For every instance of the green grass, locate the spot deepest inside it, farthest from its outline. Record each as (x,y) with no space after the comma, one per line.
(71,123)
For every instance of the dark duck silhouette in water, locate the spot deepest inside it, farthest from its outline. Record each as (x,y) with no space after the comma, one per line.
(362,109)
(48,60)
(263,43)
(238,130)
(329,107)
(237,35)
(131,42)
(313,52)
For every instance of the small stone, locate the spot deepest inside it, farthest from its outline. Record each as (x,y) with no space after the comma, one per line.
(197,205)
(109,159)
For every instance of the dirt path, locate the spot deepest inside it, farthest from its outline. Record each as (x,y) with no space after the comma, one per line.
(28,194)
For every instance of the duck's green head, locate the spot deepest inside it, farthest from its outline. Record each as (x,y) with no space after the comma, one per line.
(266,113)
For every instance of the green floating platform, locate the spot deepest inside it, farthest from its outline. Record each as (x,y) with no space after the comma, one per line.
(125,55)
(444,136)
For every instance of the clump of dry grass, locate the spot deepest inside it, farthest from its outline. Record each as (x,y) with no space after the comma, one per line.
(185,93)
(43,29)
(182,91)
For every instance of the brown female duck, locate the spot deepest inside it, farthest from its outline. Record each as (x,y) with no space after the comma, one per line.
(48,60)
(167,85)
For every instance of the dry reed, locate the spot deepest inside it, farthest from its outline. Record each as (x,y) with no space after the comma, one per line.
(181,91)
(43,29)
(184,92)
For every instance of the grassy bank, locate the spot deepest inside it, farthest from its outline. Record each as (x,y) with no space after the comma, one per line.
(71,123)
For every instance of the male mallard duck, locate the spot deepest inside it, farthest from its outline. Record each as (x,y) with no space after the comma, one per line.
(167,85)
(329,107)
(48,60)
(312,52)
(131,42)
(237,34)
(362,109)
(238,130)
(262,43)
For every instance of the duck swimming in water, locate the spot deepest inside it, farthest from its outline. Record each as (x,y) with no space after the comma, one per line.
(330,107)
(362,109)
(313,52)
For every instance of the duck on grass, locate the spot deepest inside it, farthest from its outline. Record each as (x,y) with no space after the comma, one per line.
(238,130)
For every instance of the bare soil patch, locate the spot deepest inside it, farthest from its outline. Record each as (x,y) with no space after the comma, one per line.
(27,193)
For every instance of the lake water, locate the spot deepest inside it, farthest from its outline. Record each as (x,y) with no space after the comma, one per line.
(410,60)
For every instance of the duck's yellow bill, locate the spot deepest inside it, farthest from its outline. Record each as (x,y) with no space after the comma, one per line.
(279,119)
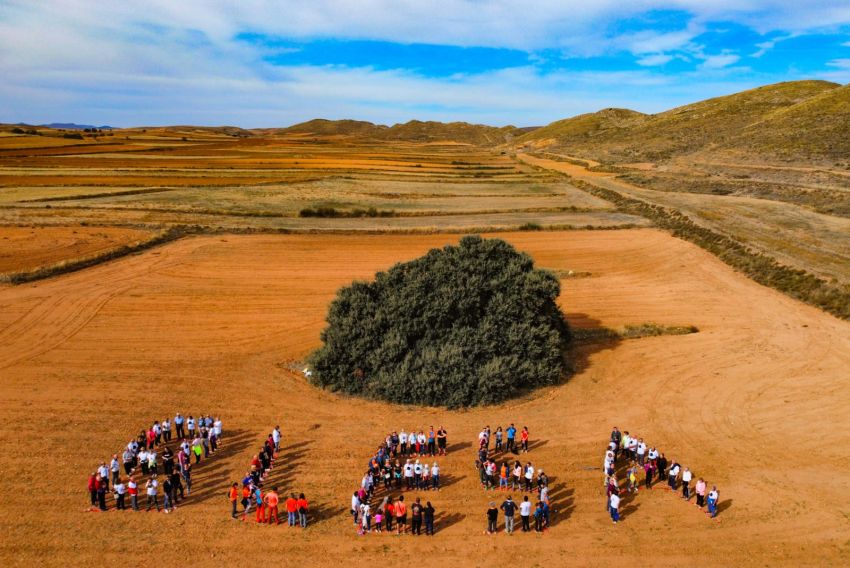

# # # # #

EXERCISE REQUIREMENTS: The lines from the one containing "For every instance of the dry" to the end of the material must be output exactly, both ends included; no picture may appear.

ANSWER TO THE EXERCISE:
For every instance of the dry reed, locate the spot deepest inside it, farthest from its outline. Record each as (x,y) with no space after the comma, one per line.
(181,91)
(43,29)
(184,92)
For every instance of the grassy bank, locate the spot deepest inside it, farthest from its outline. Record each as (x,y) with no space after the comma, one per line.
(71,123)
For every instance of the male mallard duck, locate the spot deepest inside it, farthest from its outline. Record each as (x,y) with no space after the comma, one per line.
(167,85)
(329,107)
(48,60)
(312,52)
(131,42)
(237,34)
(362,109)
(238,130)
(262,43)
For every instance of the duck swimming in water, locate the spot deepest inside it, farthest from its outline. Record each as (x,y) with no space after the comma, one per line.
(330,107)
(362,109)
(313,52)
For every instance of the duck on grass, locate the spot deepest inside it, farthest from its outline. Record each as (x,y) with no space after the comma, one per line.
(238,130)
For every instance of the bare soil patch, locate the spot deepest inside it, farthest from its outline. Record each as (x,y) with no space after the comma, one per line.
(27,193)
For every instance of the lake water, locate the spot deepest inside it, farthest from its outline. Record each as (x,y) with no space after the comma, one per line.
(410,60)
For every instance of the duck's yellow bill, locate the spot deepest inside it, farthest from its outline. Record each as (x,y) with no space after the comma, one per line.
(279,119)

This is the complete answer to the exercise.